■ Set tasks:
1. Write out the polymer blends passage word for word from "During the 1940s, '50s" to "kind of polymer.".
2. In the polymer blends passage, which two materials did Thomas Hancock mix?

■ Reading text:
In materials science, a polymer blend, or polymer mixture, is a member of a class of materials analogous to metal alloys, in which at least two polymers are blended together to create a new material with different physical properties.
During the 1940s, '50s and '60s, the commercial development of new monomers for production of new polymers seemed endless. In this period, it was discovered that the development of the new techniques for the modification of the already existing polymers, would be economically viable.
The first technique of modification developed was the polymerization, in other words, the joint polymerization of more than one kind of polymer.
A new polymers modification process, based on a simple mechanical mixture of two polymers first appeared when Thomas Hancock got one mixture of natural rubber with gutta-percha. This process generated a new polymer class called "polymer blends".
Polymer blends can be broadly divided into three categories:
- immiscible polymer blends (heterogeneous polymer blends): This is by far the most populous group. If the blend is made of two polymers, two glass transition temperatures will be observed.

■ Dataset records:
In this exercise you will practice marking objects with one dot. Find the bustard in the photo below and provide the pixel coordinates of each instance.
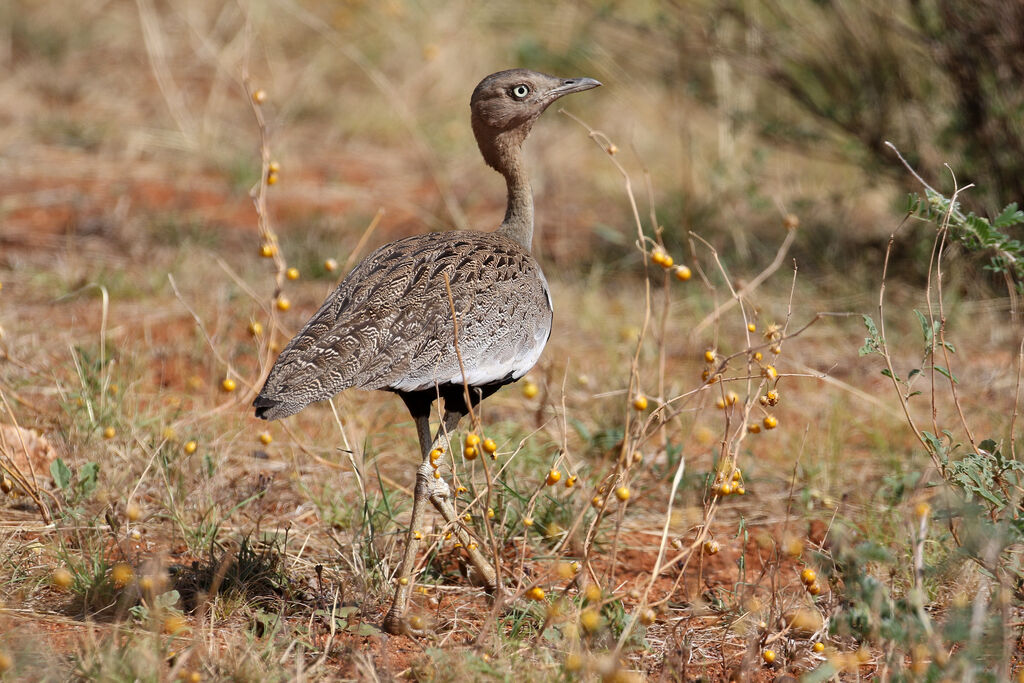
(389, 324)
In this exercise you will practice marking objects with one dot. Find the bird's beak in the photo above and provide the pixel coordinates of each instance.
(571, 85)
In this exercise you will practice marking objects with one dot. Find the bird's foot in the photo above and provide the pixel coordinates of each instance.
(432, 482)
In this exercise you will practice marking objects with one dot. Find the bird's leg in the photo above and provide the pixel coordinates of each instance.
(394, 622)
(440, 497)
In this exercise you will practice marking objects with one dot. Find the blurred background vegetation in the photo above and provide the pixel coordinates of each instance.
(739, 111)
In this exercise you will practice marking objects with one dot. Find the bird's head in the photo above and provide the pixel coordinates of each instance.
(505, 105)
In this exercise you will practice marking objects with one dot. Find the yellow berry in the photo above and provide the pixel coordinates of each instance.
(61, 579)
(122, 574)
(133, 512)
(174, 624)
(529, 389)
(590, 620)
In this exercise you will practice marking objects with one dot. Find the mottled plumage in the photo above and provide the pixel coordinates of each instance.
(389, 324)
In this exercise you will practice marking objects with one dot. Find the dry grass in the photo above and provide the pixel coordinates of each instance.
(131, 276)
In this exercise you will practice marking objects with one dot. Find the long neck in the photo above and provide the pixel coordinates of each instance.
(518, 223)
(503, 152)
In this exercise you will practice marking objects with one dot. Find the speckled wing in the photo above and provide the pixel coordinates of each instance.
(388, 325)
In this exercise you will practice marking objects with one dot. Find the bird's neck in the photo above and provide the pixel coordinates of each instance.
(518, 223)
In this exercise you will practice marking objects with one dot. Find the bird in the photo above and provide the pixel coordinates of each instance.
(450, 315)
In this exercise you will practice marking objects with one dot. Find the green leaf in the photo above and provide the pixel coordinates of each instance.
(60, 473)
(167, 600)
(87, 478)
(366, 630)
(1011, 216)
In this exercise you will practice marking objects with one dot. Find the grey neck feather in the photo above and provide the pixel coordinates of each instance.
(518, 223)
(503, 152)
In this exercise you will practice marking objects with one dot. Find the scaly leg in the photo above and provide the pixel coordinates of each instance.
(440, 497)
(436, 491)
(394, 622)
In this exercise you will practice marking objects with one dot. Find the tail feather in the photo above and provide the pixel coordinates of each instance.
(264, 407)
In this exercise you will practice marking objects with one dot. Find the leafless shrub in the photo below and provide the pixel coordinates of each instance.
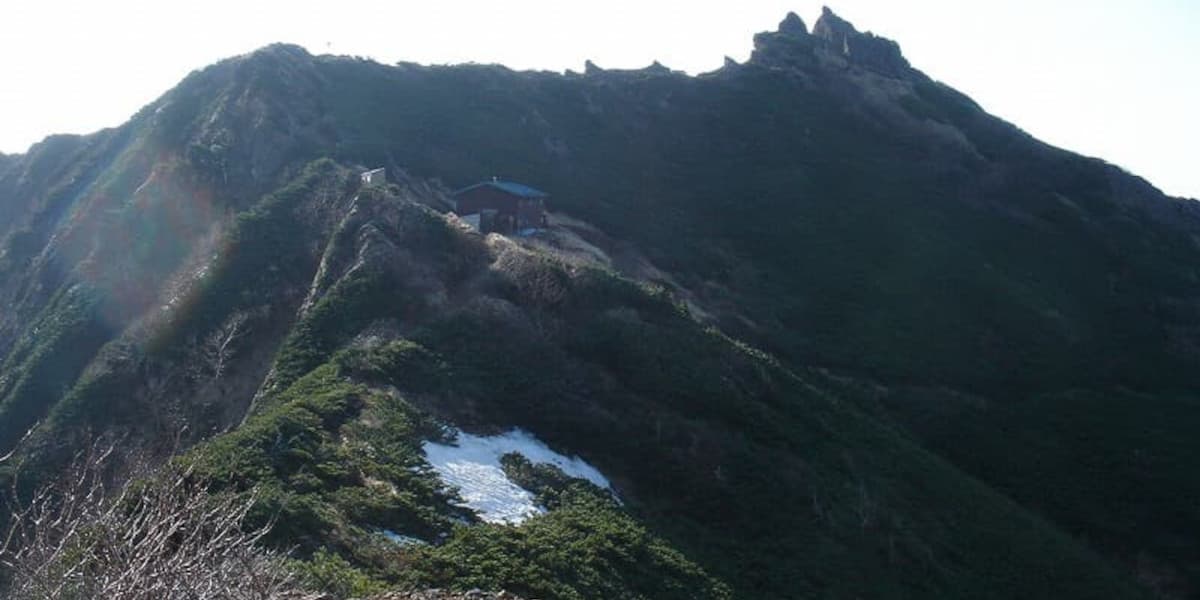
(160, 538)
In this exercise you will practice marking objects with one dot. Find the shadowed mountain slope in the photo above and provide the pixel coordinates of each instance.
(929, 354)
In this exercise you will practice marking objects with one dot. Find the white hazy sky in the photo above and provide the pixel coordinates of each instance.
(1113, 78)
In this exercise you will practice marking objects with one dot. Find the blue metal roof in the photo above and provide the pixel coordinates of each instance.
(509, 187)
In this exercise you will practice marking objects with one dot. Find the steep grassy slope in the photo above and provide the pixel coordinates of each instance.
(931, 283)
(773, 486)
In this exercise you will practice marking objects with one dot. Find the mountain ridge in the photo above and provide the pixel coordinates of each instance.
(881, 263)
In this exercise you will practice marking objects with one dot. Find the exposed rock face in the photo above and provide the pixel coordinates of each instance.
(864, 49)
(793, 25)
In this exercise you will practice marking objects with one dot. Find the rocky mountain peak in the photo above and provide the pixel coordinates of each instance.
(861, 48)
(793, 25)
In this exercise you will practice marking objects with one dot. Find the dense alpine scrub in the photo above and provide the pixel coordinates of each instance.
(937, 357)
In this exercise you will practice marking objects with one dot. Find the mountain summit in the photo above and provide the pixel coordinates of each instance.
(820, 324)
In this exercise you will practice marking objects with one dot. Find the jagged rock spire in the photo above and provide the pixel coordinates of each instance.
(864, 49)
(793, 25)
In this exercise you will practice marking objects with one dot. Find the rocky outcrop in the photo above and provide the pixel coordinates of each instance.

■ In response:
1.
During the 1940s, '50s and '60s, the commercial development of new monomers for production of new polymers seemed endless. In this period, it was discovered that the development of the new techniques for the modification of the already existing polymers, would be economically viable.
The first technique of modification developed was the polymerization, in other words, the joint polymerization of more than one kind of polymer.

2. Natural rubber and gutta-percha.